▶ **SOURCE PASSAGE**
══════════

Identification of the HCoV-NL63 TRS elements
The 5′ end of HCoV-NL63 genome RNA contains the L sequence of 72 nucleotides that ends with the L TRS element. This TRS has a high similarity to short sequences that are located in front of each open reading frame (S-ORF3-E-M-N) . We previously identified the L TRS and body TRS of the N gene using a cDNA bank , which allowed us to predict the body TRS of the other genes. To confirm these predictions, we amplified and sequenced all sg mRNA fragments with a general L primer and gene-specific 3′ primers in an RT-PCR protocol.

══════════

▶ **EXERCISE SET**
1. Decide whether each statement agrees with the TRS passage. Answer yes or no for each, quoting the deciding words of the passage. (a) The L sequence at the 5′ end of the genome is 72 nucleotides long. (b) The body TRS of the N gene was first identified by RT-PCR. (c) The sg mRNA fragments were amplified with gene-specific 5′ primers.
2. According to the TRS passage, what element does the L sequence end with?
3. Write out the stretch of the TRS passage from "Identification of the" through "an RT-PCR protocol.", word for word.
You can leave the items aside; they play no part here.

Referring expression pointing data:
══════════

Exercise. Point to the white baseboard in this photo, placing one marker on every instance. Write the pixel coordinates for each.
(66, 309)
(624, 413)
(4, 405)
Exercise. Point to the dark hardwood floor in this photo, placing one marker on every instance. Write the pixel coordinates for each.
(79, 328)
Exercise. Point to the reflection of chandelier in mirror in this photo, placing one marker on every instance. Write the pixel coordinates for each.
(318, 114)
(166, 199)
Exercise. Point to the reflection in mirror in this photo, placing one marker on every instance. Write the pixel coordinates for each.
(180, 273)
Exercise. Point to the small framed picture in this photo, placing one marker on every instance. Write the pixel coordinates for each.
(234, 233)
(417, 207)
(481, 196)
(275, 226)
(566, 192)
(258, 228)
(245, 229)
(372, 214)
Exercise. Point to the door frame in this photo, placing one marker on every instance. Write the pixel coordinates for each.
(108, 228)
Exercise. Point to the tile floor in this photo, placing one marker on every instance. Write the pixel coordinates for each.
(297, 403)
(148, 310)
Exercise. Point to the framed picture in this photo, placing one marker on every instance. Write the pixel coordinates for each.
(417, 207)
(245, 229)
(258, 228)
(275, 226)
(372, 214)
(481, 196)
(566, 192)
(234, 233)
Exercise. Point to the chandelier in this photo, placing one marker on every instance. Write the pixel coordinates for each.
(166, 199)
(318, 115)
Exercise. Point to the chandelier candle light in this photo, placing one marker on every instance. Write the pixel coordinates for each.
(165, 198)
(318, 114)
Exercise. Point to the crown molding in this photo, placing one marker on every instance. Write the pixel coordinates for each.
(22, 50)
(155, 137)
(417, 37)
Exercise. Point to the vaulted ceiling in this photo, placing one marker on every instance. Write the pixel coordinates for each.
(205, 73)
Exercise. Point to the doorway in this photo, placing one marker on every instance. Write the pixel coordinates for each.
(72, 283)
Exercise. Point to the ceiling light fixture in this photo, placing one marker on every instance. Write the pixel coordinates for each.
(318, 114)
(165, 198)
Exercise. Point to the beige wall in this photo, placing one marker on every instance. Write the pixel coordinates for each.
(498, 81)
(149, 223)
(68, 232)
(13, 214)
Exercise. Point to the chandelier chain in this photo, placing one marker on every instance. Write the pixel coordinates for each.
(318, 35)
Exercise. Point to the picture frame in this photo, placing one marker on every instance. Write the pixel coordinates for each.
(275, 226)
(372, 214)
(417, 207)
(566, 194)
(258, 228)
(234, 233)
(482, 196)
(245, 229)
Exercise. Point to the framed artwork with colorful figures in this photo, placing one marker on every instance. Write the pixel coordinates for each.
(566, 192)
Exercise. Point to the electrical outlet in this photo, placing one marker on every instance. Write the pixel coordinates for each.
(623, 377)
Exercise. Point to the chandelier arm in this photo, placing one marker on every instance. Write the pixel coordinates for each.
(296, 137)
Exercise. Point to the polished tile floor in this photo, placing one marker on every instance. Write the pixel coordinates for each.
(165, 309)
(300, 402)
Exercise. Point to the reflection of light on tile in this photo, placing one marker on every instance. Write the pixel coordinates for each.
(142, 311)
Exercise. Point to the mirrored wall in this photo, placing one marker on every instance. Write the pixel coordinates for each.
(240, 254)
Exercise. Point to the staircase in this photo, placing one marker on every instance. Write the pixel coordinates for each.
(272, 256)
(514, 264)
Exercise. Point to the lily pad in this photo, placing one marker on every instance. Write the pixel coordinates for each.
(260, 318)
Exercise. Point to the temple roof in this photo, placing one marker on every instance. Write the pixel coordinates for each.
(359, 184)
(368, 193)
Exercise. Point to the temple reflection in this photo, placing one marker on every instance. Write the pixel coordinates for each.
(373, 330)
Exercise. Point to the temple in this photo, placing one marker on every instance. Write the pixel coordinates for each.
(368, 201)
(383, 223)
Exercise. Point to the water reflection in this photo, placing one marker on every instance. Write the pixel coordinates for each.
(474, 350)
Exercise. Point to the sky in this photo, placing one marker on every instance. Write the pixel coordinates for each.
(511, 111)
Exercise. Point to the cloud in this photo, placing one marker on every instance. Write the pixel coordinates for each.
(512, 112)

══════════

▶ **EXERCISE RESULTS**
1.
(a) Yes: "contains the L sequence of 72 nucleotides"
(b) No: "We previously identified the L TRS and body TRS of the N gene using a cDNA bank"
(c) No: "with a general L primer and gene-specific 3′ primers"

2. It ends with the L TRS element.

3.
Identification of the HCoV-NL63 TRS elements
The 5′ end of HCoV-NL63 genome RNA contains the L sequence of 72 nucleotides that ends with the L TRS element. This TRS has a high similarity to short sequences that are located in front of each open reading frame (S-ORF3-E-M-N) . We previously identified the L TRS and body TRS of the N gene using a cDNA bank , which allowed us to predict the body TRS of the other genes. To confirm these predictions, we amplified and sequenced all sg mRNA fragments with a general L primer and gene-specific 3′ primers in an RT-PCR protocol.